▶ _PROVIDED TEXT_
_____

Wine, whine, wine and the premiers’ conference Add to ...

The Council of Federation – the grand name for the annual premiers’ meeting – has a gift for the anticlimactic. Last week’s premiers’ conference was headlined by discussions about interprovincial free trade, as promised. But action on trade? Not so much. Then, on the final day of the conference, Premier Christy Clark of British Columbia and Premier Brad Wall of Saskatchewan announced a momentous breakthrough. The people of their respective provinces will soon be able to legally order wine from wineries in the province, and craft spirits too.

That’s it? After Mr. Wall’s spirited threat to start a retaliatory interprovincial trade war if interprovincial trade barriers are not brought down, the resulting deal is, if we may refer to wine bottle sizes, the tinniest Piccolo rather than the promised Jeroboam.

_____

▶ _COMPLETE THE FOLLOWING_
a. In one to three sentences, explain why the editorial on the premiers' conference says the Council of Federation has a gift for the anticlimactic.
b. Write the next paragraph of the editorial on the premiers' conference, picking up after its last sentence.

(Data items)
_____

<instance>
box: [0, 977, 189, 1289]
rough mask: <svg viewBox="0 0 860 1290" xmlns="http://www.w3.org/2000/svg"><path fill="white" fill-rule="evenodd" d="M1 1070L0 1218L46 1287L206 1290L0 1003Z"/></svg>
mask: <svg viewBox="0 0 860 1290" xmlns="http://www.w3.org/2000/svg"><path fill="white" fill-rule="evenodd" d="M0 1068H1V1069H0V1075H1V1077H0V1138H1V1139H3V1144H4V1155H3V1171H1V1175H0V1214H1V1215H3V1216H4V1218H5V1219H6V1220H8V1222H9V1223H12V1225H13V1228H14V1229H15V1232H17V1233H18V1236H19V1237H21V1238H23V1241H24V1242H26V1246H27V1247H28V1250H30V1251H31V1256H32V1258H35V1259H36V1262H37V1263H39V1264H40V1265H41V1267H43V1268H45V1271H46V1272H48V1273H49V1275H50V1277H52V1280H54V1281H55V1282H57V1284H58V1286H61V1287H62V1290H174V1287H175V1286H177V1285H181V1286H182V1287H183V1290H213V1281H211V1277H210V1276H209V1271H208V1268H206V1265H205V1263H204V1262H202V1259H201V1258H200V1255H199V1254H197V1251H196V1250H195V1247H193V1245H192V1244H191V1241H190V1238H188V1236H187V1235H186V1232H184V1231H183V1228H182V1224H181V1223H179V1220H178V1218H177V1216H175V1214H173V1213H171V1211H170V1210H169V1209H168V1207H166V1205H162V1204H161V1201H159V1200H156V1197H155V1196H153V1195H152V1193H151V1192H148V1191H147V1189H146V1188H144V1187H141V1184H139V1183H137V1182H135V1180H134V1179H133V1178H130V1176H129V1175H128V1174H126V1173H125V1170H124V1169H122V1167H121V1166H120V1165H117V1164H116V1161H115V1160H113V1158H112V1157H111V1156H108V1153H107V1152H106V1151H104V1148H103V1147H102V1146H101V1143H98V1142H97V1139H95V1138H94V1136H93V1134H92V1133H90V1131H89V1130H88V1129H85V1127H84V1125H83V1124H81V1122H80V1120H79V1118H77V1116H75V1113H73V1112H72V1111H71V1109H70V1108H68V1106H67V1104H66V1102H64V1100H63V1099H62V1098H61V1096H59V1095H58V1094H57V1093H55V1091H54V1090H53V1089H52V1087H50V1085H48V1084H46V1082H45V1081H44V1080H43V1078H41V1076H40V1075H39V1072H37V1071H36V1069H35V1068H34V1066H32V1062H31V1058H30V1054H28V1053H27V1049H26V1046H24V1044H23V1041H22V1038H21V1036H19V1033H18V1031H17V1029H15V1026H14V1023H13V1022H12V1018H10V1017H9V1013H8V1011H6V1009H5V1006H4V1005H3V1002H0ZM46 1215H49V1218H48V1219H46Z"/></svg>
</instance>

_____

▶ _PER-TASK ANSWERS_
a. The conference was headlined by discussions of interprovincial free trade, yet it produced little action on trade. Its main announcement was only that people in British Columbia and Saskatchewan will soon be able to legally order wine, and craft spirits too. Coming after Mr. Wall's threat of an interprovincial trade war, that deal looked tiny compared with what had been promised.

b.
As readers may have guessed, there are many more wineries in B.C. than in Saskatchewan, but there is no need for exact symmetry. (That’s why it’s called free trade, see?) Wine reciprocity will be in effect at or before the end of 2014. Craft spirits will be able to cross the relevant borders in June, 2015.

It’s odd that B.C. and Saskatchewan had to enter into a specific free-trade arrangement on this at all, considering that B.C., Alberta and Saskatchewan are already members of an economic and trade area called the New West Partnership, a successor to an earlier Alberta-B.C. alliance called TILMA. The fact that it was necessary to do a special deal to let Saskatchewanians buy B.C. wine shows how fractured the country’s common market really is.